Exercise directions
Please read the account of the heart palpitations and name the condition the cardiologist diagnosed.

Excerpt to read
──────

I didn't announce anything, but since the first of the year I'd been experiencing heart palpitations. I thought they were likely a result of stress, and didn't give them much thought. As winter continued, I noticed them more, and out of curiosity checked my pulse during one such palpitation and found my heart racing. This concerned me a little, and Julie quite a lot. She got me into a cardiologist, who checked me out, drew a lot of blood, and diagnosed me with atrial fibrillation. This diagnosis came with several a significant prohibition--no caffeine. I had just been telling the kids the night before that my only two vices were coffee (the blacker the better) and chocolate (the darker the better). Just like that...gone! I was not happy.
I continued to train at my typical frenetic pace. During exercise, I wore a heart rate monitor (and have for some time). All other times, I was forced to wear a portable EKG monitor. It was a nuisance, as several times a time I had to send in a recording of my heart's activity. The real low blow came the week following Easter--my cardiologist put me on a beta blocker. No two words scream "middle age" louder than beta and blocker. My energy was gone. I was dispirited. Then came the coup de grace--a complete prohibition against exercise. Only "easy walking" would be permitted. I was wrecked. How do I go from 12 hours of intense exercise per week to none? I was more concerned that I might have a nervous breakdown quicker than a heart attack.

──────

Information provided

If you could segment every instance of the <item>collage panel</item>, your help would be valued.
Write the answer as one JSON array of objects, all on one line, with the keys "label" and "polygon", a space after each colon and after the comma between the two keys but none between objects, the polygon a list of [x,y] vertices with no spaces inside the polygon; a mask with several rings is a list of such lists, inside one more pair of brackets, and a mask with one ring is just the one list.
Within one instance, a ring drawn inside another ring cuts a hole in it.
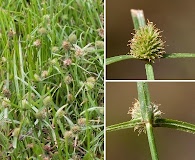
[{"label": "collage panel", "polygon": [[104,1],[0,1],[0,160],[104,159]]},{"label": "collage panel", "polygon": [[193,159],[194,91],[195,82],[107,82],[106,159]]},{"label": "collage panel", "polygon": [[106,79],[194,80],[194,5],[107,0]]}]

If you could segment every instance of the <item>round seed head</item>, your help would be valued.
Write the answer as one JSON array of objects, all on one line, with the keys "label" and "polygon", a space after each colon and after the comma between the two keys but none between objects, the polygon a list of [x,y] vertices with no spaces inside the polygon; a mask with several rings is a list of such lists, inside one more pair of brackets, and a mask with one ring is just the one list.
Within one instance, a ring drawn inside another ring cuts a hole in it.
[{"label": "round seed head", "polygon": [[135,31],[133,39],[129,41],[130,55],[137,59],[154,62],[165,53],[164,41],[160,36],[161,31],[152,22]]}]

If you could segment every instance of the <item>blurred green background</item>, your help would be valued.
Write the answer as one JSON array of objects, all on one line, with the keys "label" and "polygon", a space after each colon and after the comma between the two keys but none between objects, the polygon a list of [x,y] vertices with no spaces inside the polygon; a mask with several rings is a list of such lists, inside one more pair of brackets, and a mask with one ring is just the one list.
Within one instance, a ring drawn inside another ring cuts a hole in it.
[{"label": "blurred green background", "polygon": [[[132,38],[130,9],[143,9],[145,18],[163,33],[166,53],[195,53],[195,1],[107,0],[107,57],[126,54]],[[155,79],[195,79],[195,58],[161,59],[154,63]],[[146,79],[144,62],[126,60],[107,66],[107,79]]]},{"label": "blurred green background", "polygon": [[[161,104],[164,118],[195,124],[195,82],[150,82],[151,102]],[[137,98],[135,82],[106,83],[106,126],[131,119],[127,114]],[[194,160],[195,135],[168,128],[154,128],[160,160]],[[150,160],[146,134],[133,129],[106,134],[107,160]]]}]

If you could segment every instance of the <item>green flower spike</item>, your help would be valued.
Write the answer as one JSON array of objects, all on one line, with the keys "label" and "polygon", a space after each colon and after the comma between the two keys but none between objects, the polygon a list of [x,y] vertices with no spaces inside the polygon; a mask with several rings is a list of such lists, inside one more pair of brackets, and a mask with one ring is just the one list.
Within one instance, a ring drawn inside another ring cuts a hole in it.
[{"label": "green flower spike", "polygon": [[161,32],[152,22],[148,21],[148,24],[136,30],[133,39],[128,41],[130,55],[153,63],[155,59],[161,58],[165,53],[165,42],[161,39]]},{"label": "green flower spike", "polygon": [[[156,118],[160,118],[161,115],[163,114],[163,112],[158,109],[159,105],[151,103],[151,105],[148,106],[148,107],[152,111],[152,117],[153,117],[152,119],[153,119],[153,121]],[[135,102],[133,103],[133,107],[129,108],[129,111],[128,111],[127,114],[131,115],[132,120],[134,120],[134,119],[141,119],[141,121],[142,121],[142,123],[137,124],[134,127],[134,131],[138,130],[138,135],[140,135],[142,132],[146,133],[145,122],[144,122],[144,120],[142,118],[142,114],[141,114],[140,102],[137,99],[135,99]]]}]

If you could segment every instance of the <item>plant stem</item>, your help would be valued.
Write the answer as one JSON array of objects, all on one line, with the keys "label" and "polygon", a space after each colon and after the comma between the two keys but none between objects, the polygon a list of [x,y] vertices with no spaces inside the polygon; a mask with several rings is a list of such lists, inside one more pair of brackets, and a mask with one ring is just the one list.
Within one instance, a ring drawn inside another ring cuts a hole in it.
[{"label": "plant stem", "polygon": [[153,128],[152,128],[153,110],[150,107],[150,94],[148,90],[148,85],[145,82],[138,82],[137,89],[138,89],[138,99],[140,102],[141,114],[142,114],[143,121],[145,122],[146,125],[151,157],[152,160],[158,160],[158,153],[156,149]]},{"label": "plant stem", "polygon": [[195,53],[169,53],[163,54],[162,58],[194,58]]},{"label": "plant stem", "polygon": [[117,130],[121,130],[121,129],[134,128],[135,126],[137,126],[139,124],[143,124],[141,119],[132,119],[132,120],[127,121],[127,122],[118,123],[118,124],[108,126],[108,127],[106,127],[106,131],[112,132],[112,131],[117,131]]},{"label": "plant stem", "polygon": [[121,56],[106,58],[106,65],[116,63],[116,62],[126,60],[126,59],[132,59],[132,58],[134,58],[134,57],[131,55],[121,55]]},{"label": "plant stem", "polygon": [[147,80],[154,80],[154,71],[151,63],[145,64]]},{"label": "plant stem", "polygon": [[136,30],[146,25],[143,10],[131,9],[131,16]]},{"label": "plant stem", "polygon": [[153,124],[154,127],[167,127],[175,128],[180,131],[195,134],[195,125],[183,121],[173,120],[173,119],[163,119],[157,118]]}]

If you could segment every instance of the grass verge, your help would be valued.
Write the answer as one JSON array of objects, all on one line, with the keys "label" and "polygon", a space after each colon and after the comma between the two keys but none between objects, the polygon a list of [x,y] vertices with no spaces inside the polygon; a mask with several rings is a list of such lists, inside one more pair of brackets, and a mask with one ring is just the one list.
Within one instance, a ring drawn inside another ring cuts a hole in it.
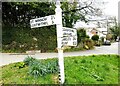
[{"label": "grass verge", "polygon": [[[65,58],[65,84],[118,84],[118,55],[91,55]],[[48,59],[42,60],[49,62]],[[16,63],[2,68],[4,84],[58,84],[58,73],[34,78],[28,66],[18,68]]]}]

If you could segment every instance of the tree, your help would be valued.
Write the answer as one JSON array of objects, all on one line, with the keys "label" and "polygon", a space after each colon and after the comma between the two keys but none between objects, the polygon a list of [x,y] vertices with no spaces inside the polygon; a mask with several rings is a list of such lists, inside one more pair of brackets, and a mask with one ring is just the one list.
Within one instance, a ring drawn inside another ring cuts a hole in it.
[{"label": "tree", "polygon": [[98,35],[93,35],[91,39],[92,39],[93,41],[98,41],[99,36],[98,36]]},{"label": "tree", "polygon": [[[63,26],[73,27],[79,19],[87,21],[85,14],[89,14],[92,9],[95,10],[92,3],[80,3],[82,2],[61,2]],[[82,12],[83,10],[86,10],[86,13]],[[54,2],[3,2],[2,11],[3,49],[6,45],[14,45],[10,46],[11,49],[20,49],[23,46],[24,51],[35,49],[36,46],[42,51],[56,48],[55,25],[31,29],[29,24],[30,19],[55,14]]]}]

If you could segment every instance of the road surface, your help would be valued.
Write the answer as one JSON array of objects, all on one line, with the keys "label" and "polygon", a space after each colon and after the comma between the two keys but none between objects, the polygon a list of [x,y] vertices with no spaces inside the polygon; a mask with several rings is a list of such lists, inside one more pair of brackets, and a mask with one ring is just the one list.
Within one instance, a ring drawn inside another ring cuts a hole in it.
[{"label": "road surface", "polygon": [[[118,54],[118,42],[112,43],[111,46],[95,47],[94,50],[66,52],[66,56],[83,56],[83,55],[98,55],[98,54]],[[120,54],[120,53],[119,53]],[[27,56],[32,56],[37,59],[57,58],[57,53],[38,53],[35,55],[22,55],[22,54],[8,54],[0,53],[0,66],[7,65],[14,62],[23,61]]]}]

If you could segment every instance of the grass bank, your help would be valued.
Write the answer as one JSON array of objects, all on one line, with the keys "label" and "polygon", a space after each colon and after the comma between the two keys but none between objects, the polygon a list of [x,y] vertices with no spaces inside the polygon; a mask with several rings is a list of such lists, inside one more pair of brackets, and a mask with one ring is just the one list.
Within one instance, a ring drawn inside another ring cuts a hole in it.
[{"label": "grass bank", "polygon": [[[91,55],[65,58],[65,84],[118,84],[118,55]],[[42,60],[42,62],[56,59]],[[38,78],[30,75],[28,66],[17,63],[1,67],[4,84],[58,84],[58,73]]]}]

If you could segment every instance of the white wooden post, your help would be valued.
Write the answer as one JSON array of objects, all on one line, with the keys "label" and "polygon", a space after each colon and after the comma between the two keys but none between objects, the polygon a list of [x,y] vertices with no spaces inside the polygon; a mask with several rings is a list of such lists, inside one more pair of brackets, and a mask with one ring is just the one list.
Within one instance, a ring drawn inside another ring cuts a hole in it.
[{"label": "white wooden post", "polygon": [[57,48],[58,48],[58,64],[60,69],[60,83],[64,83],[64,58],[63,58],[63,50],[62,50],[62,9],[60,8],[60,1],[56,1],[56,31],[57,31]]}]

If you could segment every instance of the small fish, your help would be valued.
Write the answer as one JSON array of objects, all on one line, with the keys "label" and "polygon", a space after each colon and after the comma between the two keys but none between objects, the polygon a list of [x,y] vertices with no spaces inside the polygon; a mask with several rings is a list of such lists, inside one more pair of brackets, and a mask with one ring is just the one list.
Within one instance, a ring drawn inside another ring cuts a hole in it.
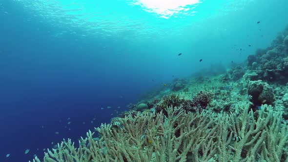
[{"label": "small fish", "polygon": [[261,106],[258,106],[257,108],[258,108],[258,110],[261,110]]},{"label": "small fish", "polygon": [[30,152],[30,149],[27,149],[26,150],[25,150],[25,154],[27,154],[28,153],[29,153],[29,152]]},{"label": "small fish", "polygon": [[242,140],[242,137],[241,136],[236,136],[234,139],[234,142],[237,142]]}]

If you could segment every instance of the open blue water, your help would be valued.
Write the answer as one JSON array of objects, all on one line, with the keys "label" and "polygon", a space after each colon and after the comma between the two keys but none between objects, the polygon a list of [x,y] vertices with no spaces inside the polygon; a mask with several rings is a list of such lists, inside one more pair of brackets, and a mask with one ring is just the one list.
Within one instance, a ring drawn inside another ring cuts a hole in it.
[{"label": "open blue water", "polygon": [[43,149],[85,136],[173,76],[244,62],[288,24],[288,6],[0,0],[0,162],[41,159]]}]

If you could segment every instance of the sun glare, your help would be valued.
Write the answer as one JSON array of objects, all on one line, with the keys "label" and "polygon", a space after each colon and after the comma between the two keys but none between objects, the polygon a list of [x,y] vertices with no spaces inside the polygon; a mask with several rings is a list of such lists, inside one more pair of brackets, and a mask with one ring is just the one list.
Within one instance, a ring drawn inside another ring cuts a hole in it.
[{"label": "sun glare", "polygon": [[155,13],[164,18],[186,12],[192,8],[188,7],[201,2],[201,0],[137,0],[132,4],[139,5],[150,13]]}]

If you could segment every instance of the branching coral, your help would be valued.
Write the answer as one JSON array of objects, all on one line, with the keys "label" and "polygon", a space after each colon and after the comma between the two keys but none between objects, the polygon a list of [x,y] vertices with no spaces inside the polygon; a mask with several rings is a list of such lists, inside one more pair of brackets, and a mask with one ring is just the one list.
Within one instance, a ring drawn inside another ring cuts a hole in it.
[{"label": "branching coral", "polygon": [[[254,113],[248,104],[236,106],[235,113],[207,111],[186,113],[170,107],[163,113],[138,113],[96,128],[101,137],[70,140],[45,153],[44,162],[280,162],[288,139],[288,127],[281,113],[270,106]],[[240,115],[239,115],[240,114]],[[241,137],[238,142],[235,137]],[[40,162],[37,158],[33,162]]]}]

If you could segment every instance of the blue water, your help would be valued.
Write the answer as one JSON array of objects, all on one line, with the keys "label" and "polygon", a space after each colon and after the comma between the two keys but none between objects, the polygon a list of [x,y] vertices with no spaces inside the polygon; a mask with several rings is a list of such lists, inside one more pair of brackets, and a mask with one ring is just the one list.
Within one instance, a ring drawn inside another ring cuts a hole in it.
[{"label": "blue water", "polygon": [[243,62],[288,24],[286,0],[145,1],[0,0],[0,162],[77,141],[173,76]]}]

──────

Response for this exercise
Atrial fibrillation.